:: Required tasks ::
1/ Summarize the article on Churchill's polar bears in two sentences.
2/ Reproduce the passage of the article on Churchill's polar bears from "Tourists know Churchill" up to and including "the next summer.".

:: Source document ::
▬▬▬▬▬▬
Churchill’s
visiting bears
Tourists come in more than just the two-legged variety in Northern
Manitoba
By Mitchell Gray
You
can get tossed in jail in Churchill, Manitoba just for being hungry or
curious, and yet thousands of tourists make the trek to the remote city
on Hudson Bay every fall. That’s because the tough-love penal system
isn’t for humans — it’s for polar bears. As far as lockups
go, there are places a lot worse than Polar Bear Jail. The sentences are
short, the guards are friendly, and inmates get a free trip to the wilderness
once they’ve done their time. It’s a good system — it
protects the people from the bears and the bears from the people — but
one thing has the potential to overcrowd the jail with ornery and dangerous
inmates: global warming.
Tourists know Churchill as the “Polar Bear Capital of the World.” Each
year in October and November, many of the region’s 1,200 polar bears
amass on the shores near the tiny community, waiting for the water to freeze
so they can lumber out onto the ice and feast on seals throughout the winter
months, building fat reserves. Ecotourists watch the great white beasts — the
world’s largest land carnivores — from special tundra vehicles
tall enough to keep them out of the bears’ reach, but just right
to look the occasional polar giant in the eye when it stretches up to give
them a sniff.
As December nears, the male bears and non-pregnant females leave the tourists
behind, not returning to land until the ice breaks up early the next summer.
They fast throughout the summer months, losing much of their body weight,
and by fall they’re ready for a meal.
Temperature changes in the Arctic over the last few decades mean the bears
can be hungrier than ever when they reach the area around Churchill. Warmer
weather has caused ice in the bay to melt an average of 10 to 14 days earlier
in recent years, leaving the bears less time to feed.
“If the trend continues, eventually the bears won’t be on
the ice long enough to put on sufficient fat reserves,” says Nick
Lunn, a Canadian Wildlife Service researcher and 20-year bear watcher.
▬▬▬▬▬▬
:: Coordinate annotation entries ::
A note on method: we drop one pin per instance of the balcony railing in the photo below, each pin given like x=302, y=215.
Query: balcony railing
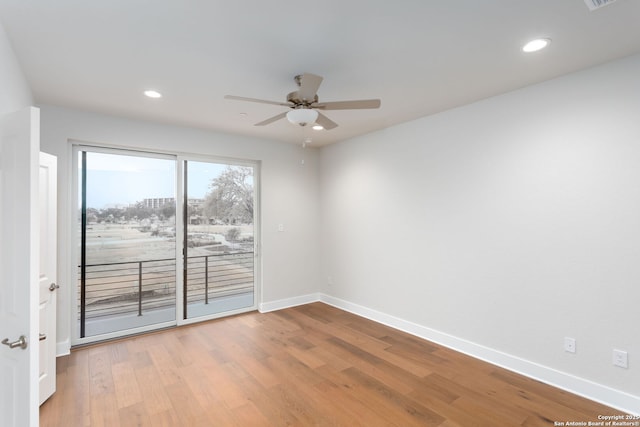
x=139, y=287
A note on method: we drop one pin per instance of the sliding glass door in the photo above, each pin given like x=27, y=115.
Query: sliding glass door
x=218, y=273
x=127, y=249
x=161, y=240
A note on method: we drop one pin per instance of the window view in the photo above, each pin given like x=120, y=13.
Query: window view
x=127, y=268
x=219, y=245
x=128, y=253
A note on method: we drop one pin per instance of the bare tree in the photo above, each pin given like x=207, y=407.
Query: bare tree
x=230, y=198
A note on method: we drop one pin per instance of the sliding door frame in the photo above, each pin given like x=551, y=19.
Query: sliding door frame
x=76, y=147
x=257, y=256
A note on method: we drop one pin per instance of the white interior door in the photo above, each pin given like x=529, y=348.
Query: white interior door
x=19, y=148
x=48, y=285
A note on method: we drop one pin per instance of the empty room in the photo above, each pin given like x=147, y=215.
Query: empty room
x=352, y=213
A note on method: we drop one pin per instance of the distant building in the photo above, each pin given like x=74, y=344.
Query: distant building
x=158, y=202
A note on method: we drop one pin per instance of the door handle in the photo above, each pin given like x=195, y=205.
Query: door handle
x=20, y=342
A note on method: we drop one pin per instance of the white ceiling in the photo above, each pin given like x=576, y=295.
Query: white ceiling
x=419, y=57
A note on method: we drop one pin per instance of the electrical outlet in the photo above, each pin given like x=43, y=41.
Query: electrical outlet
x=569, y=345
x=620, y=358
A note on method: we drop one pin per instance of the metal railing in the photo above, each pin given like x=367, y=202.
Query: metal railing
x=120, y=288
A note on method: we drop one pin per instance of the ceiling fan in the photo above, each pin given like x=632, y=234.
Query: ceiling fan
x=304, y=104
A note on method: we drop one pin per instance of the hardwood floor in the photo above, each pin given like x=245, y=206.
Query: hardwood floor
x=312, y=365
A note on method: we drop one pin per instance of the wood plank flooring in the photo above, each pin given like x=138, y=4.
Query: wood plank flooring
x=312, y=365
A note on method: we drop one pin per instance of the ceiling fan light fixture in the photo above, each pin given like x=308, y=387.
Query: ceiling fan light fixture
x=302, y=116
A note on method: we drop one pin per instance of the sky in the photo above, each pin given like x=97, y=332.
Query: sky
x=116, y=180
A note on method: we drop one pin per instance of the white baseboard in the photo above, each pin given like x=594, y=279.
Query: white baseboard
x=63, y=348
x=265, y=307
x=597, y=392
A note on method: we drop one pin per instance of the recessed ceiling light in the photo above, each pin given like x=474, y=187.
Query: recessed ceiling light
x=536, y=45
x=153, y=94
▬▬▬▬▬▬
:: Solutions in order ::
1/ Thousands of tourists travel to Churchill, Manitoba each fall to watch polar bears gather near the town while they wait for Hudson Bay to freeze, and bears can be held in Polar Bear Jail for being hungry or curious before getting a trip to the wilderness. Warmer weather has made the bay's ice melt an average of 10 to 14 days earlier in recent years, leaving the bears less time to feed and hungrier than ever, and global warming has the potential to overcrowd the jail.

2/
Tourists know Churchill as the “Polar Bear Capital of the World.” Each
year in October and November, many of the region’s 1,200 polar bears
amass on the shores near the tiny community, waiting for the water to freeze
so they can lumber out onto the ice and feast on seals throughout the winter
months, building fat reserves. Ecotourists watch the great white beasts — the
world’s largest land carnivores — from special tundra vehicles
tall enough to keep them out of the bears’ reach, but just right
to look the occasional polar giant in the eye when it stretches up to give
them a sniff.
As December nears, the male bears and non-pregnant females leave the tourists
behind, not returning to land until the ice breaks up early the next summer.